*** Information provided Section Begins ***

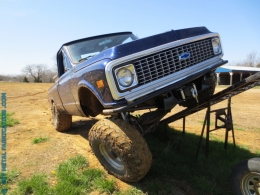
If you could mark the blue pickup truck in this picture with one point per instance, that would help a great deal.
(117, 74)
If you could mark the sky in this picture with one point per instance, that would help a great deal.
(32, 31)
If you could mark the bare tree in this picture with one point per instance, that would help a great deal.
(252, 60)
(36, 71)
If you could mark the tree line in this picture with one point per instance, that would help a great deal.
(37, 73)
(40, 73)
(252, 60)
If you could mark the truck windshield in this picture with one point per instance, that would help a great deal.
(86, 49)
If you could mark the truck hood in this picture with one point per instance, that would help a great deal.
(145, 43)
(151, 42)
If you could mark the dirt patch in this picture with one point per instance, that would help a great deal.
(29, 103)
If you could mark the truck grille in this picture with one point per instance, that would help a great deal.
(159, 65)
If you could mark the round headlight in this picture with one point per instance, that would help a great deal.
(216, 45)
(125, 77)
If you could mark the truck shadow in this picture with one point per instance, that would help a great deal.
(175, 169)
(81, 127)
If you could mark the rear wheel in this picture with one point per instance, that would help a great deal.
(245, 177)
(61, 121)
(121, 149)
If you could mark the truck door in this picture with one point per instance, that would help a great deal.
(65, 70)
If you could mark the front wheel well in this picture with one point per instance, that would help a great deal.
(89, 103)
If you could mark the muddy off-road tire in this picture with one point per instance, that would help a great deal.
(245, 177)
(62, 122)
(121, 149)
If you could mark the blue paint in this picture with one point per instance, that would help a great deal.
(184, 56)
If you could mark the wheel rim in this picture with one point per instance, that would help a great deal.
(251, 184)
(111, 157)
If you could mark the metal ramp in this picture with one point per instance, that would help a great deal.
(223, 114)
(229, 92)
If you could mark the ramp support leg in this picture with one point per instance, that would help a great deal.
(228, 125)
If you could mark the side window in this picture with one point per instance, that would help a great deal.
(66, 64)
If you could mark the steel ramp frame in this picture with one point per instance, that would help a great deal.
(225, 94)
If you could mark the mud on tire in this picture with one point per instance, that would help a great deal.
(245, 177)
(121, 149)
(61, 121)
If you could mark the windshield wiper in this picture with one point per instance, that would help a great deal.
(83, 59)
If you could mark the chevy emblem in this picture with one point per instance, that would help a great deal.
(184, 56)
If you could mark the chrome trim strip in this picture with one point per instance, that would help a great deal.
(160, 83)
(170, 79)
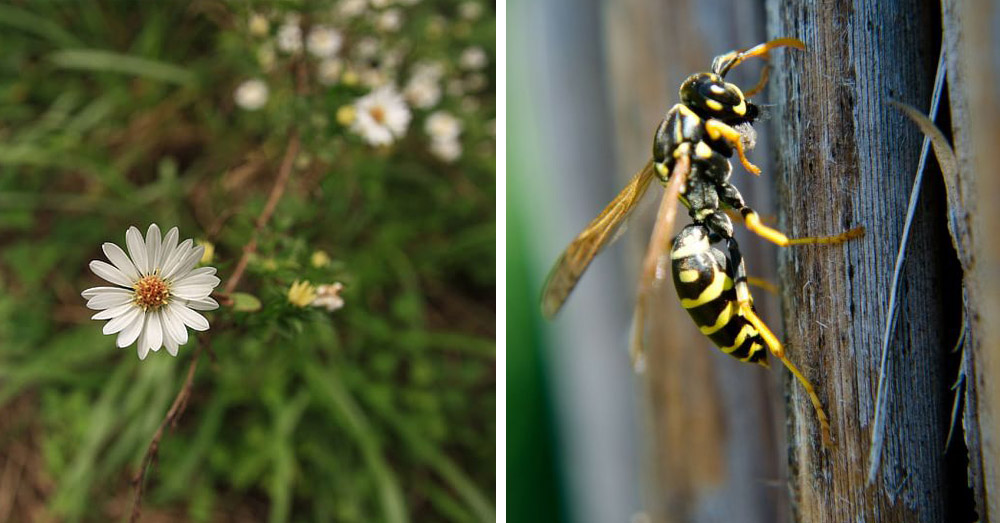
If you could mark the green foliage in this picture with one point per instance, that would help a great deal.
(115, 114)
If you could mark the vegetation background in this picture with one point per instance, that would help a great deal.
(122, 113)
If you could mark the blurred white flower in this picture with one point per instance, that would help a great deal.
(472, 58)
(441, 125)
(366, 48)
(324, 41)
(389, 20)
(289, 37)
(329, 71)
(381, 116)
(423, 91)
(329, 296)
(157, 291)
(470, 10)
(447, 150)
(258, 25)
(251, 94)
(351, 8)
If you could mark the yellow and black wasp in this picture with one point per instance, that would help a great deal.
(691, 151)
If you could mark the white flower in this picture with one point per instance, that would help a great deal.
(329, 296)
(323, 41)
(157, 292)
(472, 58)
(290, 37)
(251, 94)
(423, 91)
(351, 8)
(470, 10)
(441, 125)
(381, 116)
(389, 20)
(329, 71)
(448, 149)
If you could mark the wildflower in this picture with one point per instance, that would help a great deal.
(290, 37)
(328, 71)
(346, 114)
(389, 20)
(447, 150)
(323, 41)
(470, 10)
(251, 94)
(301, 293)
(157, 292)
(472, 58)
(329, 296)
(382, 116)
(319, 259)
(351, 8)
(441, 125)
(209, 251)
(258, 25)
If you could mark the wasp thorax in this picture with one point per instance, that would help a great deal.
(151, 292)
(709, 94)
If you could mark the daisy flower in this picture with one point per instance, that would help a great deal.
(381, 116)
(157, 290)
(251, 94)
(323, 41)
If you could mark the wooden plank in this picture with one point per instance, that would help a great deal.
(846, 159)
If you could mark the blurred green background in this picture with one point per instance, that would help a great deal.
(122, 113)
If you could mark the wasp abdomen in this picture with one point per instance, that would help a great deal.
(703, 277)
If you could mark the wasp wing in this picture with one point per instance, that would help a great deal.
(655, 264)
(598, 234)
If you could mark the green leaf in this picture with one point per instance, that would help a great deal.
(111, 62)
(244, 302)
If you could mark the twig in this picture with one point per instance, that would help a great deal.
(180, 402)
(176, 409)
(284, 173)
(881, 396)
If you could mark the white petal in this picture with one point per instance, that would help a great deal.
(168, 246)
(154, 330)
(171, 345)
(137, 248)
(193, 291)
(153, 239)
(204, 304)
(110, 273)
(94, 291)
(121, 261)
(104, 301)
(189, 317)
(113, 312)
(176, 256)
(123, 323)
(187, 263)
(173, 327)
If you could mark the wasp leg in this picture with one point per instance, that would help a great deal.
(717, 129)
(723, 63)
(745, 303)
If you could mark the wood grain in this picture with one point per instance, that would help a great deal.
(845, 159)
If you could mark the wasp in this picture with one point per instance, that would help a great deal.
(692, 148)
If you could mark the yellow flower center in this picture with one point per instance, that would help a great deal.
(151, 292)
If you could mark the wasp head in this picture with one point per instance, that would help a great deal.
(710, 96)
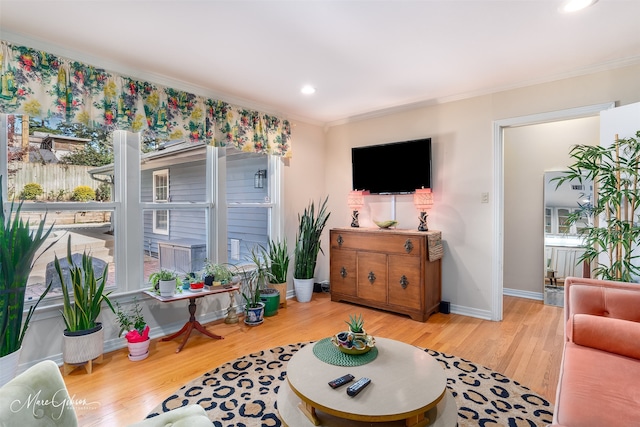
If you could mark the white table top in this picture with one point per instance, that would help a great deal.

*** Information provided Section Ends ***

_Your assignment_:
Instruction for this listing: copy it exactly, but leave the images behind.

_Response below_:
If you could mark the blue pickup truck in this picture with one point per instance, that would help a great deal.
(117, 74)
If you could mark the sky in this picture with one point per instance, that would help a great deal.
(32, 31)
If you could mark the bare tree in this picture with one point per instance, that would help a great deal.
(252, 60)
(36, 71)
If you could mark the tree line in this picture with one point per instance, that would help a great deal.
(37, 73)
(40, 73)
(252, 60)
If you could mark the truck windshield in this picture with one point per instance, that would help a great deal.
(86, 49)
If you could mark the truck hood in this picture with one point per instance, that would help a great deal.
(145, 43)
(151, 42)
If you could mark the dirt patch in this picture with one point per instance, that would help a great deal.
(29, 103)
If you could mark the truck grille in this picture with one point per instance, that would help a great deal.
(159, 65)
If you could mark the round headlight in this picture with one point per instance, that would help a great deal.
(216, 45)
(125, 77)
If you could mark the truck shadow in this picture with one point per instance, that would help a great deal.
(175, 169)
(81, 127)
If you could mark the rear wheel in this picture with one point per instance, that would help a great deal.
(245, 177)
(61, 121)
(121, 149)
If you could mark the truck door in this picture with one point per instance, that would help a great deal.
(65, 70)
If you could mark the front wheel well in this picture with one point per instance, that would help a great deal.
(89, 103)
If you could mark the muddy off-road tire in this picture with one point per instance, that would help a great deal.
(245, 177)
(62, 122)
(121, 149)
If you could mark the blue paint in this picture with one point per instance, that would help a great deal.
(184, 56)
If you could mark the wheel rim in this picture with one point per instance, that would help a great deal.
(251, 184)
(111, 157)
If you could mark the metal ramp in this picture with one point per instance, that would help a great deal.
(223, 114)
(229, 92)
If you could mark the ramp support leg in this picture with one point per instance, that would help a great deal.
(228, 125)
If you could mark the side window in this picture with one point per instance, that would help a great deal.
(66, 64)
If you could mark the steel ramp frame in this picture with one point per instance, that would help a great deal.
(225, 94)
If you could mark the mud on tire in this picture with one point per instance, that would help a great deal.
(245, 177)
(121, 149)
(61, 121)
If you could mark the windshield wiper in this picture with one point per instance, that would help a great deal.
(83, 59)
If you could mark the chevy emblem in this picture with one point per instance, that would help a great deal.
(184, 56)
If you could mark the chrome trim strip in this picture with one point per instance, that would help a great deal.
(160, 83)
(170, 79)
If you could mark the green foliage in this picture with one point per instance, that would help a great deal.
(115, 114)
If you could mark the vegetation background in this picture with one point per instance, that would help a great deal.
(122, 113)
If you could mark the blurred white flower in this picture with one point per instance, that would help a great deal.
(472, 58)
(441, 125)
(366, 48)
(324, 41)
(389, 20)
(289, 37)
(329, 71)
(381, 116)
(423, 91)
(329, 296)
(157, 291)
(470, 10)
(447, 150)
(258, 25)
(251, 94)
(351, 8)
If you could mark the yellow and black wasp in this picture with one point per instance, that would help a great deal.
(691, 151)
If you could mark the white flower in this picture with one point per instance, that would help a great deal.
(329, 296)
(323, 41)
(157, 292)
(472, 58)
(290, 37)
(251, 94)
(423, 91)
(351, 8)
(470, 10)
(441, 125)
(381, 116)
(389, 20)
(329, 71)
(448, 149)
If you could mark the wildflower in this picture with one point per instance, that would help a great deal.
(290, 37)
(328, 71)
(346, 114)
(389, 20)
(447, 150)
(323, 41)
(470, 10)
(251, 94)
(301, 293)
(157, 292)
(472, 58)
(329, 296)
(382, 116)
(319, 259)
(351, 8)
(441, 125)
(209, 251)
(258, 25)
If you could mark the wasp thorax in this picture with one point per instance, that would help a great deal.
(151, 292)
(709, 94)
If you could mark the daisy flower in this picture with one point per instance, that would help a great deal.
(381, 116)
(157, 290)
(251, 94)
(323, 41)
If you could mark the wooden plank in this picture with one point per instance, that would help a great deal.
(846, 159)
If you could mark the blurred green background in this picture with one point per instance, that would help a great deal.
(122, 113)
If you could mark the wasp abdomen in this picture with one point per instance, that would help a great deal.
(703, 277)
If you could mark the wasp wing in this picture with one point per instance, that would help a great deal.
(655, 264)
(598, 234)
If you could mark the green leaf in this picture with one point per instance, that would help a great deal.
(111, 62)
(244, 302)
If you could mark the twig in this picture with one point per instance, that would help a great deal.
(180, 402)
(176, 409)
(284, 173)
(881, 396)
If you could mark the white petal in this picture with one point per instance, that would help a great deal.
(168, 246)
(154, 330)
(171, 345)
(137, 248)
(193, 291)
(153, 239)
(204, 304)
(110, 273)
(94, 291)
(121, 261)
(104, 301)
(189, 317)
(113, 312)
(176, 256)
(123, 323)
(187, 263)
(173, 327)
If you could mark the wasp leg in this picture with one point per instance, that would help a great deal.
(717, 129)
(723, 63)
(745, 303)
If you could mark the wood grain in this picture with one point per instance, that would help a great deal.
(845, 159)
If you could mark the wasp in this picture with one point per instance, that would help a great deal.
(692, 148)
If you could mark the yellow flower center in this picture with one point per instance, that would help a great deal.
(151, 292)
If you could mark the wasp head in this picture with one point per instance, that would help a great deal.
(710, 96)
If you could mark the white table top in this picture with one point per instance, that would help a great deal.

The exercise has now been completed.